(Task inputs Opens)

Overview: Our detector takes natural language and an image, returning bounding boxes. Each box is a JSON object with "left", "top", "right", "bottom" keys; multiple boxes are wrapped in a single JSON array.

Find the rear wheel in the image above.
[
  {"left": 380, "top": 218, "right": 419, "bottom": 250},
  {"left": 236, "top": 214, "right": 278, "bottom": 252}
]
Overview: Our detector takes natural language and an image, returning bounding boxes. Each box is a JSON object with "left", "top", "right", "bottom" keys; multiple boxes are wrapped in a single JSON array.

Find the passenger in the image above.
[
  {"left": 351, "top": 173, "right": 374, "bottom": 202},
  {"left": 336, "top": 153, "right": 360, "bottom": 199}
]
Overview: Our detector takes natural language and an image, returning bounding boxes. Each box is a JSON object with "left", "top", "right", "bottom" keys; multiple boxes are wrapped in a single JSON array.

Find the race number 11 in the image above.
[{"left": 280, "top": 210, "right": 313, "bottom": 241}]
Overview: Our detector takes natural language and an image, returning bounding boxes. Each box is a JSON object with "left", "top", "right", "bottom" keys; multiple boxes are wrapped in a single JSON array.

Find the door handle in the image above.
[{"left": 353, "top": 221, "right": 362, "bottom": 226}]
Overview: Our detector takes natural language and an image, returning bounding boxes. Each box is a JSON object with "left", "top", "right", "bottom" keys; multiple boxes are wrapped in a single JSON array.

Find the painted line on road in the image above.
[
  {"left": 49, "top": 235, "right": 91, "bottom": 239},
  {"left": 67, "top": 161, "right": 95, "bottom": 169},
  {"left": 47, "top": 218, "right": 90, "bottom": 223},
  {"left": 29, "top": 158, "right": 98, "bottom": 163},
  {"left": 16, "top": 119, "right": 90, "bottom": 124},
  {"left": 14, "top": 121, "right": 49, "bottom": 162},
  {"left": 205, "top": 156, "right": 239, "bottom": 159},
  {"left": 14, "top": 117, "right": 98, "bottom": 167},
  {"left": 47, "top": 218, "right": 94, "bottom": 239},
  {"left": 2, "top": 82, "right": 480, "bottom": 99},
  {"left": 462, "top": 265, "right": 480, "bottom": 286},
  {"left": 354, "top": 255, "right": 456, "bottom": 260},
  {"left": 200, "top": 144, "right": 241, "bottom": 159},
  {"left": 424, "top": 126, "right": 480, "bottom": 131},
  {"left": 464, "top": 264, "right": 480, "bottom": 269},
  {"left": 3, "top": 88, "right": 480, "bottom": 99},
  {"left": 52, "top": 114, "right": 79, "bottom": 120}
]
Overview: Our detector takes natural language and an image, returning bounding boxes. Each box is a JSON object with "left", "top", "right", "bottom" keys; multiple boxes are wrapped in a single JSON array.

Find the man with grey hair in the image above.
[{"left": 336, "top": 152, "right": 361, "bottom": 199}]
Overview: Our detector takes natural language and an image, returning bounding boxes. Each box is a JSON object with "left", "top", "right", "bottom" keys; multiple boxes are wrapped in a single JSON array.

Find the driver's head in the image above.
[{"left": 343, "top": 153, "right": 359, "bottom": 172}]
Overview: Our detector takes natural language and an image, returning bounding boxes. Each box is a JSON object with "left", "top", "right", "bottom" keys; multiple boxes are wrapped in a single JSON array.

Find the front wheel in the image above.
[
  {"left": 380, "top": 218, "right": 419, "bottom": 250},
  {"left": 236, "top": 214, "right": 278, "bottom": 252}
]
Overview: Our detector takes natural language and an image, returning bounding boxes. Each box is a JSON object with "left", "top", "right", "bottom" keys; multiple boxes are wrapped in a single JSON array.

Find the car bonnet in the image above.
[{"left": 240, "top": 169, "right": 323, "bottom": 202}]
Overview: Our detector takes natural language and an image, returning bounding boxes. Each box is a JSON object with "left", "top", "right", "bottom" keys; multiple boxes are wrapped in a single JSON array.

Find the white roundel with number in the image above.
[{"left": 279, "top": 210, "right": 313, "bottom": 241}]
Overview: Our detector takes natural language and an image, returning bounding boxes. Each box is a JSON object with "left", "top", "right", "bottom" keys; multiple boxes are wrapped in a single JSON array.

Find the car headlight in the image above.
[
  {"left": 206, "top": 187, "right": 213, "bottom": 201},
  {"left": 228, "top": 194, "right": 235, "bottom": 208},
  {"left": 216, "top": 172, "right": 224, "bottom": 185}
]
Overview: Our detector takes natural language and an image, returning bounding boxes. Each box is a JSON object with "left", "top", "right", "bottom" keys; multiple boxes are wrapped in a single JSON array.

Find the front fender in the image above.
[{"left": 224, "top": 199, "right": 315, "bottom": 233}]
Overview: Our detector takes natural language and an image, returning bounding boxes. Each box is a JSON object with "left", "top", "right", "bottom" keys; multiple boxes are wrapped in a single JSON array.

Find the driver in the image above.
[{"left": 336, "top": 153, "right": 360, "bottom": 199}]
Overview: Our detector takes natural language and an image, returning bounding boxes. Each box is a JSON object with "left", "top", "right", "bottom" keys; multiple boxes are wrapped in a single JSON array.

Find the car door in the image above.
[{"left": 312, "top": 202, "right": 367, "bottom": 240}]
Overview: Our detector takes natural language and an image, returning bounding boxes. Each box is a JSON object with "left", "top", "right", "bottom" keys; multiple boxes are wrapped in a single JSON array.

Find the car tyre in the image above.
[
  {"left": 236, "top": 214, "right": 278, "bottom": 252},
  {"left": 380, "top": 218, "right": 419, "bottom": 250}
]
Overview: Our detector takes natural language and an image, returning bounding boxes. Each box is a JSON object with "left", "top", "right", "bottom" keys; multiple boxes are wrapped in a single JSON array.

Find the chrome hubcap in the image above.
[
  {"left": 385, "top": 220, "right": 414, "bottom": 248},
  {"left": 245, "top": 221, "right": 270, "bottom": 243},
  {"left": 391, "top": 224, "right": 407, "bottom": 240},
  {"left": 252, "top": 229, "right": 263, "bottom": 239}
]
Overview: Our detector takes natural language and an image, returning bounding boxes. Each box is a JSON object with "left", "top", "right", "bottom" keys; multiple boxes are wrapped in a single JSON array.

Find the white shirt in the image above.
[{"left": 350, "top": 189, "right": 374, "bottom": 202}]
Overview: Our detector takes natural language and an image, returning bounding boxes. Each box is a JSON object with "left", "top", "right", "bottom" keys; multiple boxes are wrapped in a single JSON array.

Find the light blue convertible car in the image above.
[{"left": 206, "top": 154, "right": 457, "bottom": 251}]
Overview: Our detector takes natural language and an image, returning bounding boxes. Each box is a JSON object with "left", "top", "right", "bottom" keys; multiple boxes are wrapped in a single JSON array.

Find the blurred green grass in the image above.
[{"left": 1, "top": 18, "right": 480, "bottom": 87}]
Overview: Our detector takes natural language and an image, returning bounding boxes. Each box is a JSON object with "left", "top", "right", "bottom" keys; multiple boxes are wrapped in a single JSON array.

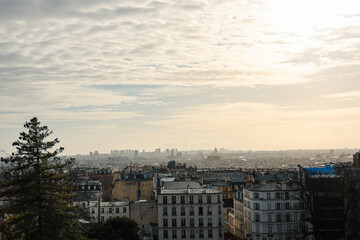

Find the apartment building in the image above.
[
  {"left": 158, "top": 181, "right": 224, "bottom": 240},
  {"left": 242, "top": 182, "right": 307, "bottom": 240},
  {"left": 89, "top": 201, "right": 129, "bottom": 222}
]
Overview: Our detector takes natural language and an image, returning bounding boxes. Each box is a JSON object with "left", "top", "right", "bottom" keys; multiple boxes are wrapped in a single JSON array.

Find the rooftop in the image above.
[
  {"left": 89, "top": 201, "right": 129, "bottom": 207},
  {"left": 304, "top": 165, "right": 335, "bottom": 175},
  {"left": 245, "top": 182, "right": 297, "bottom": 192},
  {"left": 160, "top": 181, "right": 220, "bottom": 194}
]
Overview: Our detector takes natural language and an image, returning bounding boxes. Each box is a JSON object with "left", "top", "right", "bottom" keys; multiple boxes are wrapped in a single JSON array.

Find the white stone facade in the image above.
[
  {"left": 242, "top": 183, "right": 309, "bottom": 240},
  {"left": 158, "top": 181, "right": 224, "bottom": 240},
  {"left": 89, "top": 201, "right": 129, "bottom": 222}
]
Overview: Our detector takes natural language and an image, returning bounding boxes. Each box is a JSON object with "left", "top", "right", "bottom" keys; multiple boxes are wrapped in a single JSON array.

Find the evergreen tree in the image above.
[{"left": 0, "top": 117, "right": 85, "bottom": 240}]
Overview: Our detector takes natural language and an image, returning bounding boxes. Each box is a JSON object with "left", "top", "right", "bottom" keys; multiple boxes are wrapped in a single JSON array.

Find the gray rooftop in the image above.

(Task inputs Closes)

__Problem__: Going from the line that has "Find the evergreen tree in the image above." through the last line of the entries, retype each line exactly as given and add nothing.

__Task solution__:
Find the evergreen tree in the image above.
[{"left": 0, "top": 117, "right": 85, "bottom": 240}]
Overview: Our detector takes natural language and an image, returning bounding boxes. Each box is a JSON object with "left", "top", "right", "bottom" keys; multiple boxes are wrapped in a single JSON array.

Find the gray rooftop in the image above.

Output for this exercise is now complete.